* [Exercise] Give the data below again exactly as written, without its pictures.

* [Records provided]
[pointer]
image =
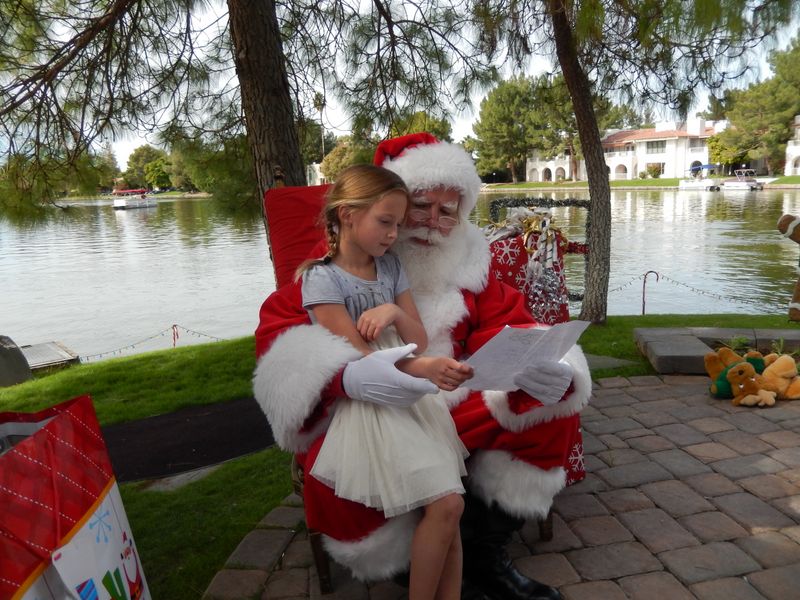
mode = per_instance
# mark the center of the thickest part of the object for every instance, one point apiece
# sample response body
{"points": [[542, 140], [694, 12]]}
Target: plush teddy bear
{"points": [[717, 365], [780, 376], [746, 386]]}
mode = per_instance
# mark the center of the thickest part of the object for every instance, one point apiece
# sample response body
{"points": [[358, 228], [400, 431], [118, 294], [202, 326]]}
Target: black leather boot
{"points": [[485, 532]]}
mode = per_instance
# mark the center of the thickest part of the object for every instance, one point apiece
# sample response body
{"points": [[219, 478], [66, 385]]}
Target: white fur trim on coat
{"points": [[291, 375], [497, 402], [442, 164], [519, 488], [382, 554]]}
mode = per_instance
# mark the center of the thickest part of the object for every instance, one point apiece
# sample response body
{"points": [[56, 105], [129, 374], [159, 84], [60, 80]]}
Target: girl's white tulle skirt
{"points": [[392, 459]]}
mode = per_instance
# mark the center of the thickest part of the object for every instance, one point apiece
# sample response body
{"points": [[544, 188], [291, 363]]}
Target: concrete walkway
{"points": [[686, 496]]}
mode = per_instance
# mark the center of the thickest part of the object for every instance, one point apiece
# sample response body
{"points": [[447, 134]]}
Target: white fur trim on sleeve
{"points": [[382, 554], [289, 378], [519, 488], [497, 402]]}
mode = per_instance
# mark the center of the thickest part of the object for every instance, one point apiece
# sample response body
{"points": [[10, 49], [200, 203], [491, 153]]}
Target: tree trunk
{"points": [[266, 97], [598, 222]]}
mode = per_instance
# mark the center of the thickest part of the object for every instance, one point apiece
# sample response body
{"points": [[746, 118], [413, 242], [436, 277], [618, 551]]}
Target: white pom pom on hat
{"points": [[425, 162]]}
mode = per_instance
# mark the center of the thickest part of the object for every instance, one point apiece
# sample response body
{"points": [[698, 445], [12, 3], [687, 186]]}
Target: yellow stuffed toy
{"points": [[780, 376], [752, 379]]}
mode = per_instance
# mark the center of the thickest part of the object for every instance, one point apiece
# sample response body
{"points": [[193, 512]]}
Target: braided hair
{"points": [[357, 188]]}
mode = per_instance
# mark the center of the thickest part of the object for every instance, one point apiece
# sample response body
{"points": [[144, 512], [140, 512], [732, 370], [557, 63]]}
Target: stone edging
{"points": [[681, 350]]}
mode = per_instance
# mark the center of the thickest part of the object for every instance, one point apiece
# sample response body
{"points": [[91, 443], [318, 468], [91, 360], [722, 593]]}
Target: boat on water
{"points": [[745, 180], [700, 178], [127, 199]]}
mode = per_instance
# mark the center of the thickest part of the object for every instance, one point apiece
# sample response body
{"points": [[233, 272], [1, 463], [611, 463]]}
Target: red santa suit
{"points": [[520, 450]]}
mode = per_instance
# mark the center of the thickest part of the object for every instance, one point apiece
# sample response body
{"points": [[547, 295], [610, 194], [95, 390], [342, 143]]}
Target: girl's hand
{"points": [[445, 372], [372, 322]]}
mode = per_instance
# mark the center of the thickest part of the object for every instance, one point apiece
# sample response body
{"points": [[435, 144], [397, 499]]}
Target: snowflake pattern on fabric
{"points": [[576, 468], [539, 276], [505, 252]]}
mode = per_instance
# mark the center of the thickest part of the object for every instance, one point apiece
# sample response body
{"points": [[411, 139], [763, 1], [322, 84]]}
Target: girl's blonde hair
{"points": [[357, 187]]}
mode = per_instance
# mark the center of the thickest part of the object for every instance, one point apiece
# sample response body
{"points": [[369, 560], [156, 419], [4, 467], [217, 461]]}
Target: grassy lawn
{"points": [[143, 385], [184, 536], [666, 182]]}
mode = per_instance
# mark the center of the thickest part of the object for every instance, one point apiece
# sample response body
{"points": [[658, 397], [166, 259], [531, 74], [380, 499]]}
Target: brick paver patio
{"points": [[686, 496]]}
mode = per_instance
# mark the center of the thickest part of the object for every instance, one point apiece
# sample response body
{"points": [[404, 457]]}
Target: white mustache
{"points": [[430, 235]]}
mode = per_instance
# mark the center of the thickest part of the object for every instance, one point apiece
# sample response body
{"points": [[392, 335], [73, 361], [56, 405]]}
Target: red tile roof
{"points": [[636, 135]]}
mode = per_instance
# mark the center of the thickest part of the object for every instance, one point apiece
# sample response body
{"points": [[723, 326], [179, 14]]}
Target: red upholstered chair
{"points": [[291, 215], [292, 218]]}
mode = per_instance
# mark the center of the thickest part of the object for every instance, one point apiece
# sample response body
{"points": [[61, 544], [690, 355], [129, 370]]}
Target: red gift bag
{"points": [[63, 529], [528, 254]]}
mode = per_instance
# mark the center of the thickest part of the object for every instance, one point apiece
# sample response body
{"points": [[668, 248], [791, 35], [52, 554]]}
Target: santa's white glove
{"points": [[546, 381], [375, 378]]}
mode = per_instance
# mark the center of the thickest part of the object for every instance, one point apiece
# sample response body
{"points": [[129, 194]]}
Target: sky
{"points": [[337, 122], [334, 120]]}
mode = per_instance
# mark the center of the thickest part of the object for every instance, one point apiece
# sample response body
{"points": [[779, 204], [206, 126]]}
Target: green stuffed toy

* [Completed exercise]
[pointer]
image =
mode = per_instance
# mark the center of the thickest part of the object for every instance, one point apiece
# sample response body
{"points": [[542, 140], [694, 12]]}
Target: plush teddy bear
{"points": [[717, 365], [780, 376], [746, 386]]}
mode = per_instance
# mark the center of the thickest part of the object for every instance, one point apiece
# sample response body
{"points": [[358, 228], [400, 431], [118, 294], [202, 326]]}
Target: black leather boot
{"points": [[485, 532]]}
mode = per_instance
# mark the center of the thickest part of the object for every instance, one point apiece
# sample response body
{"points": [[219, 478], [66, 385]]}
Target: white fur trim on coat
{"points": [[291, 375], [497, 402], [442, 164], [519, 488], [382, 554]]}
mode = per_instance
# mark the center of the thickest part of the object for every instance, one point apiece
# sample response body
{"points": [[56, 105], [129, 374], [159, 84], [60, 80]]}
Target: girl's white tulle skirt
{"points": [[392, 459]]}
mode = per_instance
# mark the center of the thickest part of the object for every instance, one point apiece
# sample response body
{"points": [[544, 188], [291, 363]]}
Target: concrete walkway
{"points": [[686, 496]]}
mode = per_instance
# mark the center of the thickest part of the object for every instance, one point apiece
# sample response body
{"points": [[447, 134]]}
Target: white fur trim on sleeve
{"points": [[382, 554], [289, 378], [519, 488], [497, 402]]}
mode = per_instance
# mark the center of the thickest part of the object for every instance, one point apiece
# sample response body
{"points": [[10, 49], [200, 203], [491, 153]]}
Target: tree trunk
{"points": [[266, 97], [598, 222]]}
mode = per_instance
# mark the center of the thickest part of the object for every instance, one point apiece
# sample response body
{"points": [[746, 118], [413, 242], [436, 277], [618, 551]]}
Target: white pom pom on hat
{"points": [[425, 162]]}
mode = per_instance
# mark the center of the thickest part of the object for every instance, one point apiece
# sample response body
{"points": [[698, 445], [12, 3], [687, 186]]}
Target: yellow stuffed toy
{"points": [[780, 376], [752, 379]]}
mode = per_instance
# mark the center of the thickest part of the object for every instance, one point apiece
# sample response body
{"points": [[193, 512]]}
Target: braided hair
{"points": [[357, 188]]}
mode = per_instance
# mark the center of the thickest part of the object for every instance, one point apiece
# sample response body
{"points": [[144, 512], [140, 512], [732, 370], [557, 63]]}
Target: stone edging
{"points": [[681, 350]]}
mode = per_instance
# mark the center of the thickest part of the object for every instance, one point apiece
# sample response body
{"points": [[91, 443], [318, 468], [91, 360], [722, 593]]}
Target: boat on water
{"points": [[745, 180], [700, 178], [127, 199]]}
mode = per_instance
# mark the center of the thickest part of the object for every instance, one point apiece
# sample response body
{"points": [[233, 272], [1, 463], [611, 463]]}
Target: red santa suit
{"points": [[520, 450]]}
mode = per_instance
# mark the center of the thickest part of the object for every instance, one point apiece
# sample response body
{"points": [[547, 295], [610, 194], [95, 390], [342, 143]]}
Target: girl's hand
{"points": [[445, 372], [372, 322]]}
mode = per_instance
# mark the center of the thickest part of the object for every instance, one point apiece
# sample response body
{"points": [[435, 144], [397, 499]]}
Target: snowflake pattern on fabric
{"points": [[576, 468], [539, 276], [505, 252]]}
mode = per_instance
# mark the center of the thickest part of the object for every instance, one point apiece
# sample response body
{"points": [[411, 139], [763, 1], [322, 84]]}
Target: girl's blonde hair
{"points": [[357, 187]]}
mode = per_instance
# mark the center of the thickest part of the object for every instance, one point apiece
# sample response body
{"points": [[369, 560], [156, 419], [4, 467], [217, 461]]}
Target: grassy lawn
{"points": [[143, 385], [184, 536], [666, 182]]}
mode = per_instance
# mark the center of the thickest part of the object for every instance, one point apiece
# sample response body
{"points": [[658, 397], [166, 259], [531, 74], [380, 499]]}
Target: brick paver patio
{"points": [[686, 496]]}
mode = per_instance
# mark the center of the thickest part of the object for every instance, one point apiece
# sample response body
{"points": [[404, 457]]}
Target: white mustache
{"points": [[430, 235]]}
mode = per_instance
# mark the center of the thickest part of the object for every instance, one point apiece
# sample response body
{"points": [[392, 335], [73, 361], [56, 405]]}
Target: red tile roof
{"points": [[636, 135]]}
mode = per_instance
# mark the center of the thickest part of the object for every instance, one point apiece
# sample response body
{"points": [[723, 326], [179, 14]]}
Target: red upholstered chair
{"points": [[291, 215], [292, 218]]}
mode = per_instance
# mark the center of the thickest part of the object for every instance, one point apiece
# sample response body
{"points": [[61, 544], [690, 355], [129, 370]]}
Target: red gift bag
{"points": [[63, 529], [528, 254]]}
mode = per_instance
# mark the center of the thickest part of the object for every instance, one point apiece
# sample response body
{"points": [[668, 248], [791, 35], [52, 554]]}
Target: santa's white glove
{"points": [[546, 381], [375, 378]]}
mode = per_instance
# mark the center of the thickest part of the object for every instance, one point apiece
# sample response body
{"points": [[129, 194]]}
Target: sky
{"points": [[337, 122], [334, 120]]}
mode = per_instance
# mark the center of the thickest part of the object for every instance, one point apiece
# sample response body
{"points": [[779, 204], [206, 126]]}
Target: green stuffed toy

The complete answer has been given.